GIVEN INSTRUCTION >> Reproduce every row below word for word, leaving out the pictures.

DATA ROWS >>
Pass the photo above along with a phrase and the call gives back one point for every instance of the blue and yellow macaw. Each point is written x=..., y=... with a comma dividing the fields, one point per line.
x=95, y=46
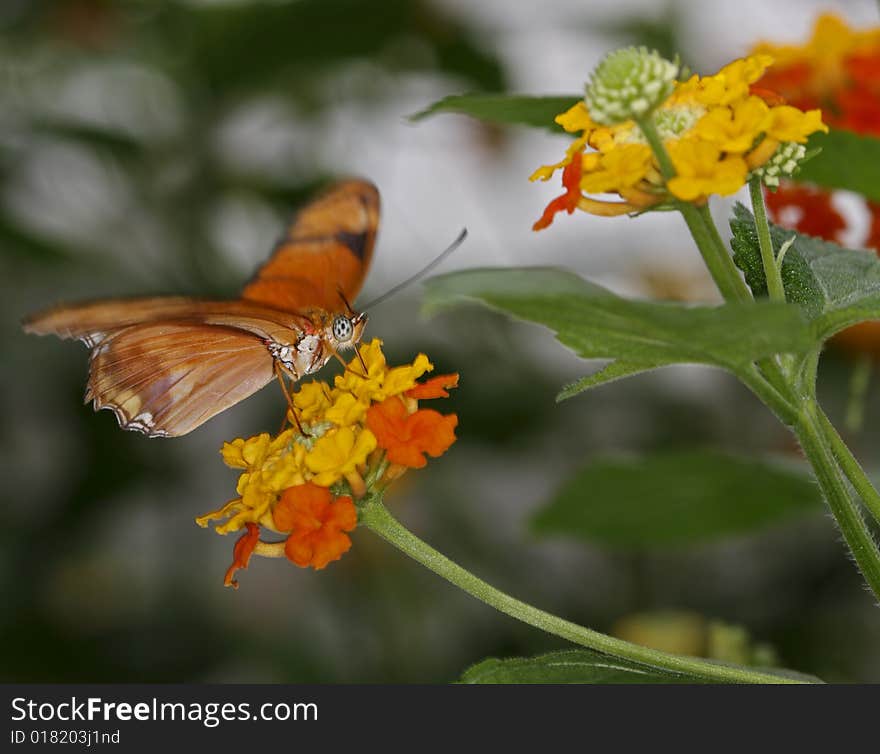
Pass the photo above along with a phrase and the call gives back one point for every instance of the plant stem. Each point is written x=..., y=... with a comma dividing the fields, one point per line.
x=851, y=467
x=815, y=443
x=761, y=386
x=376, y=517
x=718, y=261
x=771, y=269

EXERCISE SOLUTION >>
Pass the photo above along with a phrase and the call gives back one point for every instance of the blue and yellow macaw. Each point is written x=..., y=... with a comma dividing the fields, one point per line.
x=95, y=46
Pass the photo above along with a phrase and the call gives back one point for every instance of the plant stem. Each point is written x=..., y=... with a comma dividing the fields, one point per line.
x=851, y=467
x=815, y=443
x=761, y=386
x=376, y=517
x=718, y=261
x=771, y=269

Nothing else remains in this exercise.